OBJECTIVE »
Count the lines in the data below that contain the string "photo", treating uppercase and lowercase letters as distinct. Give only the number.

DATA ENTRIES »

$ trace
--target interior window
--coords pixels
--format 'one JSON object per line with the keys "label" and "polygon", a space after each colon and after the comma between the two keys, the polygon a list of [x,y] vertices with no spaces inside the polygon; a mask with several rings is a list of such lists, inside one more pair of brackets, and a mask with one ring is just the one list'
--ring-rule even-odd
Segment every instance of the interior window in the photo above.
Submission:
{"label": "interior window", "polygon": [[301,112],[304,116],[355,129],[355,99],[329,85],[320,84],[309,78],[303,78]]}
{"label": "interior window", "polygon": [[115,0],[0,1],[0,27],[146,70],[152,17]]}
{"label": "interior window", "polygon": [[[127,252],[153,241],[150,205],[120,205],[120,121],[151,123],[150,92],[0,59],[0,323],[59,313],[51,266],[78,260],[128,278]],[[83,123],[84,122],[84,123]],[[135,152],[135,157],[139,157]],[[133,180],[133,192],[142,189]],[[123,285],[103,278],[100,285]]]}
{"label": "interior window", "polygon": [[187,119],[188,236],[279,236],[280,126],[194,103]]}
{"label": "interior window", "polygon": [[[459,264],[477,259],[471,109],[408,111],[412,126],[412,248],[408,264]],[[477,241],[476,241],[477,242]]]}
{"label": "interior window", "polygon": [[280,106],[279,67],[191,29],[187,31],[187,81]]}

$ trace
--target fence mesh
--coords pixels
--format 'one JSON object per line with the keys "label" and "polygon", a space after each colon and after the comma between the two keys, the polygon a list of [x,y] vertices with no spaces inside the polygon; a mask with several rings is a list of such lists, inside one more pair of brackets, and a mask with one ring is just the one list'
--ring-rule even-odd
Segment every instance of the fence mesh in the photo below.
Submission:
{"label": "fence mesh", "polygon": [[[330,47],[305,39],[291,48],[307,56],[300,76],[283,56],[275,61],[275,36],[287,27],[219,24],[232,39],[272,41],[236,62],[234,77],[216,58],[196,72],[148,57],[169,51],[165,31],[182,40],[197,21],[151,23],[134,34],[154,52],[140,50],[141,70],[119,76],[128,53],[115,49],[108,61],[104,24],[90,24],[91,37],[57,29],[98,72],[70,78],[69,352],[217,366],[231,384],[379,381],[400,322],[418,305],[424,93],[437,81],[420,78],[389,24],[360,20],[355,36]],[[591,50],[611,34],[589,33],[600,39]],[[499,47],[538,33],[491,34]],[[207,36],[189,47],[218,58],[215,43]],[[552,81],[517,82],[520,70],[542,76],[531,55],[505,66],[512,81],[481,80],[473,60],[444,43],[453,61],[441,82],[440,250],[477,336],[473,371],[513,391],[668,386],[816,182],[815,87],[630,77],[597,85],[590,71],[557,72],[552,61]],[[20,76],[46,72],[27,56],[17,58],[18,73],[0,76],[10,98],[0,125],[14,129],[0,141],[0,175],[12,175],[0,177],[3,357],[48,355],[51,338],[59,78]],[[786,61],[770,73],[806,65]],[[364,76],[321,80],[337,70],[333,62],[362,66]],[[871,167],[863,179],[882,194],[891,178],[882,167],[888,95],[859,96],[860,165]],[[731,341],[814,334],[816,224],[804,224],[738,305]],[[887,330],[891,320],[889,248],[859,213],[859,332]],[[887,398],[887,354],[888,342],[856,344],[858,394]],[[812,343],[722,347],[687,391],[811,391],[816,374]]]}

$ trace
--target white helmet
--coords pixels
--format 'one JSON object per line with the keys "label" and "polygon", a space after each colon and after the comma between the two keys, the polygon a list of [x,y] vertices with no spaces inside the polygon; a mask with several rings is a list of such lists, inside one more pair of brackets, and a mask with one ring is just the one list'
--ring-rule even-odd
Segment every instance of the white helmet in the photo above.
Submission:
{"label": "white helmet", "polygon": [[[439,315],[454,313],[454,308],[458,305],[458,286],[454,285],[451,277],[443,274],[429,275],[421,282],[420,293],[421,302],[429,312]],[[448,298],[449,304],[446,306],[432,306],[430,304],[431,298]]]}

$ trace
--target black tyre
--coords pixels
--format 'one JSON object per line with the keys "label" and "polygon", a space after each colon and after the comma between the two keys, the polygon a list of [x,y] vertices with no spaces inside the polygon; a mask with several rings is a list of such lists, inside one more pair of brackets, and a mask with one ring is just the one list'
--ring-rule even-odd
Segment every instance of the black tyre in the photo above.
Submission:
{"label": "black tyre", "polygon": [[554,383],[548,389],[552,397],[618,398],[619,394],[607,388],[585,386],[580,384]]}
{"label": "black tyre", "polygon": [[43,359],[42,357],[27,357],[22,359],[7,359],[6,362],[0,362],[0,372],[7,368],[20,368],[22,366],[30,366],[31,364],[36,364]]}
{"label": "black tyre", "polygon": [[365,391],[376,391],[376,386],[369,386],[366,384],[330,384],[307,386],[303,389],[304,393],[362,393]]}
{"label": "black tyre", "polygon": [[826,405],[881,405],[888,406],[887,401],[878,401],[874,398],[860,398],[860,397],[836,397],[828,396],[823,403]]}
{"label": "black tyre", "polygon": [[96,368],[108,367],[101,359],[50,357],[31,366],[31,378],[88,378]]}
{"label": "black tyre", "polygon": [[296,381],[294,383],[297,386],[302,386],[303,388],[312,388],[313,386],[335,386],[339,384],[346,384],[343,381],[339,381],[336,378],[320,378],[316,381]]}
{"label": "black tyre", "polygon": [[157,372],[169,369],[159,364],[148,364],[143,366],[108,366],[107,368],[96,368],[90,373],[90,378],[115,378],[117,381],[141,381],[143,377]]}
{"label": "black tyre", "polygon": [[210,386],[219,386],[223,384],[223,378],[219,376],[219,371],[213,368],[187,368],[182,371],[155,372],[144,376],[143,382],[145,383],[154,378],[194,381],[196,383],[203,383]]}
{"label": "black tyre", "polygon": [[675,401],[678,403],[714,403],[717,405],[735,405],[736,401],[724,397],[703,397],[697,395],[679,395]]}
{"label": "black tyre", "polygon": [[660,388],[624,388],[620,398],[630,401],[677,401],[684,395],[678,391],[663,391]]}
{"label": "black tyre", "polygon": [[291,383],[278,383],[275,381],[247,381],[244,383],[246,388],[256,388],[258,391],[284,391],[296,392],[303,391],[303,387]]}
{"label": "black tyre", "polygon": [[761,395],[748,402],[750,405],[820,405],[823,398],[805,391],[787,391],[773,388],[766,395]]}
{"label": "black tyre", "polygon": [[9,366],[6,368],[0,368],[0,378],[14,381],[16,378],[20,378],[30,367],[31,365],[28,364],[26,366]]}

SOLUTION TO THE EXERCISE »
4